» **TASK REQUIREMENTS**
Starting at the line that holds "The call MUST return, for every instance of the woman", copy every line exactly through the end of the data, and no others.

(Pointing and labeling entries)
▬▬▬▬▬▬▬▬▬▬
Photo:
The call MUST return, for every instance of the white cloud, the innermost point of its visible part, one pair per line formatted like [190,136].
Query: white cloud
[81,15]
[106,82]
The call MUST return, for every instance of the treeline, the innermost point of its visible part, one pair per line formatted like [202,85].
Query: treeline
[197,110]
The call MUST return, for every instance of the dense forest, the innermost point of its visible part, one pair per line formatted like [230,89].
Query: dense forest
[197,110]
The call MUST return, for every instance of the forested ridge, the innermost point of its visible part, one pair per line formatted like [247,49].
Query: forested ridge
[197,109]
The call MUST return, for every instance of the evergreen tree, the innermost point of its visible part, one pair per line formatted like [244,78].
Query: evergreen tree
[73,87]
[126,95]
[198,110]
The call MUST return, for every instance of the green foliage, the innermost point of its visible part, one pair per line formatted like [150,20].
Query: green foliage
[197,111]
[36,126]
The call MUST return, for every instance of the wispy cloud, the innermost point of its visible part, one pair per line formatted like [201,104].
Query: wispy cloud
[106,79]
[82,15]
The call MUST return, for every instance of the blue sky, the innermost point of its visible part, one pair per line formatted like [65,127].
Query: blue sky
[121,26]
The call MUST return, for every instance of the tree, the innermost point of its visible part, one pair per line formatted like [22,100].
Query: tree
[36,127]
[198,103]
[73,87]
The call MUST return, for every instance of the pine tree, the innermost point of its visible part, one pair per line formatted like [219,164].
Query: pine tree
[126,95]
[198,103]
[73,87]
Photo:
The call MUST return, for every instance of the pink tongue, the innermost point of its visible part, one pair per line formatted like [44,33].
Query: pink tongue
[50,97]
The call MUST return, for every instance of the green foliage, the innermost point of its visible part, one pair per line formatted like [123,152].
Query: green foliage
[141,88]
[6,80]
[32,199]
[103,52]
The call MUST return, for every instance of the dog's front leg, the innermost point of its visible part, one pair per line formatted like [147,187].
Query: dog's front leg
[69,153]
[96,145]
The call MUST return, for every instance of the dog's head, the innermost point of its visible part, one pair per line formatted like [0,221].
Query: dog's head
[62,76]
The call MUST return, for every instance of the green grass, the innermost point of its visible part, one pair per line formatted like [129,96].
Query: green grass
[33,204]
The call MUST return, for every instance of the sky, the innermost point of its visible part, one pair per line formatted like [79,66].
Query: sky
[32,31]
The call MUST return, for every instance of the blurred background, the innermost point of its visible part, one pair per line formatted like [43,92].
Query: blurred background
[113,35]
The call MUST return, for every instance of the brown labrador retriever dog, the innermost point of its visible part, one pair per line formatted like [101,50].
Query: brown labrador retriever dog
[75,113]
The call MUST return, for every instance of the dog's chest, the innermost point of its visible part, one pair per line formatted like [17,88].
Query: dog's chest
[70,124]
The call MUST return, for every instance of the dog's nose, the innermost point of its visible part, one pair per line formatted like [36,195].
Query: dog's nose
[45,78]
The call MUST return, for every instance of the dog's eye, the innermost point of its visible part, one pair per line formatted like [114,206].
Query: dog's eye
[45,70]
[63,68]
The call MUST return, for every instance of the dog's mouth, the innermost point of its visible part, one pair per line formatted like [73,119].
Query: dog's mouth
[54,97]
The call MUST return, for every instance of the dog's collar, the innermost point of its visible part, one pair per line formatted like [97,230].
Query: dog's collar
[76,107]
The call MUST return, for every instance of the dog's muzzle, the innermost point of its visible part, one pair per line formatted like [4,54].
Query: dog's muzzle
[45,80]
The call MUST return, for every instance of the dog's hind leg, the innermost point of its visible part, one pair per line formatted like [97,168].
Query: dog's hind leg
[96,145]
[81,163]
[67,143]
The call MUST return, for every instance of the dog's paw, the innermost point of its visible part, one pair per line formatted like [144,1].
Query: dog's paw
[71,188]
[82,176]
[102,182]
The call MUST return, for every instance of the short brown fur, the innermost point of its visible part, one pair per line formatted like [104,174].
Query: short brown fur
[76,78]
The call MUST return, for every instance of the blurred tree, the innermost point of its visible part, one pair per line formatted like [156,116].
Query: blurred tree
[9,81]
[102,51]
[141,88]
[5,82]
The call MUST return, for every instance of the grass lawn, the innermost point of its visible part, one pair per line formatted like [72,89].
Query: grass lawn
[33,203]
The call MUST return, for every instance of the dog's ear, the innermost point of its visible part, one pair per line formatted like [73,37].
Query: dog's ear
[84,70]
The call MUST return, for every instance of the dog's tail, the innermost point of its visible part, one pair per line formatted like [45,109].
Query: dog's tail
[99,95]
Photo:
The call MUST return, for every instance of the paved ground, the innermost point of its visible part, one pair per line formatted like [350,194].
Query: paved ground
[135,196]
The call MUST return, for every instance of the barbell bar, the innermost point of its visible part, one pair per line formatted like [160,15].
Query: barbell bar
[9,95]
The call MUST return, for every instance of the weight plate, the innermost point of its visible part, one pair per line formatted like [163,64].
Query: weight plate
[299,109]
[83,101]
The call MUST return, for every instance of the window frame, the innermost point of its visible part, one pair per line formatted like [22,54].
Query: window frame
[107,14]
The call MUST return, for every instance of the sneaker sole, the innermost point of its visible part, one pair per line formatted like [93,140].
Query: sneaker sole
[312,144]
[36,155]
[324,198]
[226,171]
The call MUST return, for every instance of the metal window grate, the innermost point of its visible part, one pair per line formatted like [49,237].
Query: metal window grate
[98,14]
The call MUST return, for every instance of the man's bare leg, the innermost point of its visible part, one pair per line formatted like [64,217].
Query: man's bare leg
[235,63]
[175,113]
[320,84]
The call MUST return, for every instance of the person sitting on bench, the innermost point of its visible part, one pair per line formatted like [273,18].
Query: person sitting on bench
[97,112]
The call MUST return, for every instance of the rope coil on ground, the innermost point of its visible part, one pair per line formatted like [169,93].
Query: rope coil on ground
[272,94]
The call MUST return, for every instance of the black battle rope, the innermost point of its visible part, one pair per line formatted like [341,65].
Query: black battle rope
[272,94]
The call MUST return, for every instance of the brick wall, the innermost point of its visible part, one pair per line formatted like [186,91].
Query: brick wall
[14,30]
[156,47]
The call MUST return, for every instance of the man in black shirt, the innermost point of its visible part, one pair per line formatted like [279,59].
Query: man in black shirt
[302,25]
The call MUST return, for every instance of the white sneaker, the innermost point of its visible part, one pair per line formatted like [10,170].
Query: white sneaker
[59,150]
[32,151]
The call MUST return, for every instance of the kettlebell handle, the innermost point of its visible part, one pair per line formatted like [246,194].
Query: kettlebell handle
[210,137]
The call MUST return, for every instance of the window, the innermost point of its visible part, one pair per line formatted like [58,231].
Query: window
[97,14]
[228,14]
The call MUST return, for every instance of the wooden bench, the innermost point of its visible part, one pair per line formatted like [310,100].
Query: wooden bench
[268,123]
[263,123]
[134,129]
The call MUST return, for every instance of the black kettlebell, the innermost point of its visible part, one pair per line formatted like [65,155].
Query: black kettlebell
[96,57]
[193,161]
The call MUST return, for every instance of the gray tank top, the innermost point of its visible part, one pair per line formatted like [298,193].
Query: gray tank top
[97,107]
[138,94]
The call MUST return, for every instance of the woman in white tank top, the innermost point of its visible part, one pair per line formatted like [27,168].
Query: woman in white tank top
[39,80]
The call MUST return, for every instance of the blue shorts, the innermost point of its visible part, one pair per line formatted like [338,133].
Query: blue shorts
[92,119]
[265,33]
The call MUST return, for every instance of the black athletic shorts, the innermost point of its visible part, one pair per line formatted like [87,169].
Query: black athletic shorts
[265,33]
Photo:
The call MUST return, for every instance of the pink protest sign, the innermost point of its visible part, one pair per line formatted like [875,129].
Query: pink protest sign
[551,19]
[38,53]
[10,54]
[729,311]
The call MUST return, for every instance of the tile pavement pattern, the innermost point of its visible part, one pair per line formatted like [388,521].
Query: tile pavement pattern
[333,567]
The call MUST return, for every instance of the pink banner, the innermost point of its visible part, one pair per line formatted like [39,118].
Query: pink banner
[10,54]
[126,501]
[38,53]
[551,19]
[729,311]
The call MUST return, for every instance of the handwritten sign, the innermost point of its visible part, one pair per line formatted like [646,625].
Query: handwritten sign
▬▬▬▬▬▬▬▬▬▬
» **CORRECT OUTPUT**
The call MUST return, for every instance of the woman in white tank top, the innermost point of its visible part, one pair per line formatted like [27,168].
Query: woman in white tank top
[39,80]
The call MUST return, for every instance of the blue shorts, the innermost point of its visible part, one pair per line formatted like [338,133].
Query: blue shorts
[92,119]
[265,33]
The call MUST return, for every instance of the black athletic shorts, the innermost point of its visible part, one pair per line formatted like [87,169].
Query: black athletic shorts
[265,33]
Photo:
The call MUST return, for every instance of the pink protest sign, the innermost point of its visible part, one pair per line formatted like [875,129].
Query: pink protest sign
[551,19]
[38,53]
[10,54]
[729,311]
The call MUST return, for every instance of the tile pavement pattern, the innermost point of its visible part, one pair per line formatted like [388,521].
Query: tile pavement pattern
[333,567]
The call MUST return, for every instance of the pink banner, the innermost point of its visible part, one pair per line formatted like [39,118].
Query: pink banner
[10,54]
[126,501]
[38,53]
[551,19]
[729,311]
The call MUST return, for every instance of the handwritten sign, the innermost point of its visible part, one pair per line formatted like [646,625].
Query: handwritten sign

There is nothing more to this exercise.